* Task instructions *
1. Which BioBrick part numbers does the endolysin page name? List every one.
2. In the endolysin page, which E. coli strain were both constructs transformed into?
3. How would you translate this sentence from the endolysin page into Spanish: "In contrast, expression of the CD27L_Assay part was successful and quantitatively verified via both mass spectrometry and BCA assay, as in the Results page."

* Extract *
· · · ·

A fundamental aspect of the ProQuorum system is the expression of the endolysin which is responsible for the actual lysis and consequent killing of the pathogenic C.difficile . Thus, there is a clear need for an endolysin that fulfils the criteria of being:

  1. optimally expressed
  2. optimally secreted
  3. optimally effective against C.difficile.

Thus, we redesigned the BBa_K895005 part submitted by the 2012 Dundee team1 , which consists of:

  1. truncated form of the CD27L endolysin, shown by Mayer et al. (2011)2 to increase both efficacy and host range
  2. Type VI secretion protein derived from Salmonella typhimurium

In contrast, our novel part BBa_K3183009 (CD27L_Assay) encodes:

  1. full-length form of the CD27L endolysin3
  2. SpyTag for purification and detection purposes
  3. Hexa-His tag for purification purposes

Incorporating both of these parts into pET28A, our expression vector, we planned on testing the relative efficacies of B.subtilis killing as per our killing assays. Thus, we followed our pipeline of:
  1. transformation of both constructs into E. coli (BL21 (DE3)-RIPL)
  2. miniprep + sequencing to verify successful transformation
  3. induction of expression with IPTG

However, despite identical growth and induction conditions, expression of the Dundee 2012 iGEM endolysin did not lead to protein induction that was detectable by Coomassie staining, even after testing on different days and triplicate independent structures, as shown in Figure 1. In contrast, expression of the CD27L_Assay part was successful and quantitatively verified via both mass spectrometry and BCA assay, as in the Results page.

Thus, to solve this issue, we decided to attempt expression of only the truncated endolysin from the Dundee 2012 Biobrick, without its substantially large Type VI secretion tag. This resulted in BBa_K31830012 (CD27L_Truncated 1-179). Upon analysis, there is evident expression of the truncated endolysin as seen in Figure 2. However, given identical conditions of growth and induction, there appears to be greater expression of the full-length endolysin, which may perhaps indicate greater stability.

As a further improvement, we decided to measure the killing efficacy of the CD27L_Assay endolysin on Bacillus subtilis (our surrogate target) compared to the truncated endolysin (as in the Dundee 2012 part), since no killing data was provided for the Dundee 2012 BBa_K895005 part. As seen in Figure 3, there is a substantially greater decrease in OD600 over time relative to the negative controls for the full-length CD27L endolysin when compared to the truncated, and thus, greater efficacy of the former.


# Reference
1 “Wet Lab Strategy.” Team:Dundee/Strategy,
2 Mayer, M. J., et al. “Structure-Based Modification of a Clostridium Difficile-Targeting Endolysin Affects Activity and Host Range.” Journal of Bacteriology, vol. 193, no. 19, 2011, pp. 5477–5486., doi:10.1128/jb.00439-11.
3 Mayer, M. J., et al. “Molecular Characterization of a Clostridium Difficile Bacteriophage and Its Cloned Biologically Active Endolysin.” Journal of Bacteriology, vol. 190, no. 20, 2008, pp. 6734–6740., doi:10.1128/jb.00686-08.

· · · ·

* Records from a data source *
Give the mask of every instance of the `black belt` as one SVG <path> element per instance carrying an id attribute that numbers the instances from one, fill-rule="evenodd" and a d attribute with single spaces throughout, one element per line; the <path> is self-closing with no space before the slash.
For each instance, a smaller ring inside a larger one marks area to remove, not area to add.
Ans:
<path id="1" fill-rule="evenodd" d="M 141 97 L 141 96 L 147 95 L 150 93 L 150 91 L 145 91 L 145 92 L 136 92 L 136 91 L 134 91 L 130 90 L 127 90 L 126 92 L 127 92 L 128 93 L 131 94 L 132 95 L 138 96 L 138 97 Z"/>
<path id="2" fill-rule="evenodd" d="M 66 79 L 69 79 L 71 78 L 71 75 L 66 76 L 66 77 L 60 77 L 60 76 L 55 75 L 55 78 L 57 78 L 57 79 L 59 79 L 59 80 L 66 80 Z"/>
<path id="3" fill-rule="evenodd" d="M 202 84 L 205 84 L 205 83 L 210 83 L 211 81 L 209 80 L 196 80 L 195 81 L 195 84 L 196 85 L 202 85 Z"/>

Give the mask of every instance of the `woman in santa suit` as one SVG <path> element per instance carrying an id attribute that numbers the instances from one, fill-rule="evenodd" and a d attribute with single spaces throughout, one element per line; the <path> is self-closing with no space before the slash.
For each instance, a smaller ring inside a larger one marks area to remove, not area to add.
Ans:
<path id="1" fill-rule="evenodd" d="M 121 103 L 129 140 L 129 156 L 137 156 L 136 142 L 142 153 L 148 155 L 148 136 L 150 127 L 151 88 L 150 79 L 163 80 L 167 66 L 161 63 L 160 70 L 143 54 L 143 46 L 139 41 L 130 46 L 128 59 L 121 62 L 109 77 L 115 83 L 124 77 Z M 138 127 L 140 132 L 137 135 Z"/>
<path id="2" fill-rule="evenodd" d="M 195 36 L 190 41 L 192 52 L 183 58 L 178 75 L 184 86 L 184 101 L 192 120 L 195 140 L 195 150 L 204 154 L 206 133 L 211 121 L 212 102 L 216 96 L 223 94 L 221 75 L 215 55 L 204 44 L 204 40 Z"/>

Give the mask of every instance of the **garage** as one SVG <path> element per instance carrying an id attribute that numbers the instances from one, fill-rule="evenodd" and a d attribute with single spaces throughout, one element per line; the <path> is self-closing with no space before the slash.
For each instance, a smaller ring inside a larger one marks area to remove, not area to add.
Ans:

· · · ·

* Responses in order *
1.
BBa_K895005
BBa_K3183009
BBa_K31830012

2. BL21 (DE3)-RIPL

3. En cambio, la expresión de la parte CD27L_Assay fue exitosa y se verificó cuantitativamente tanto mediante espectrometría de masas como mediante ensayo BCA, como en la página de Resultados.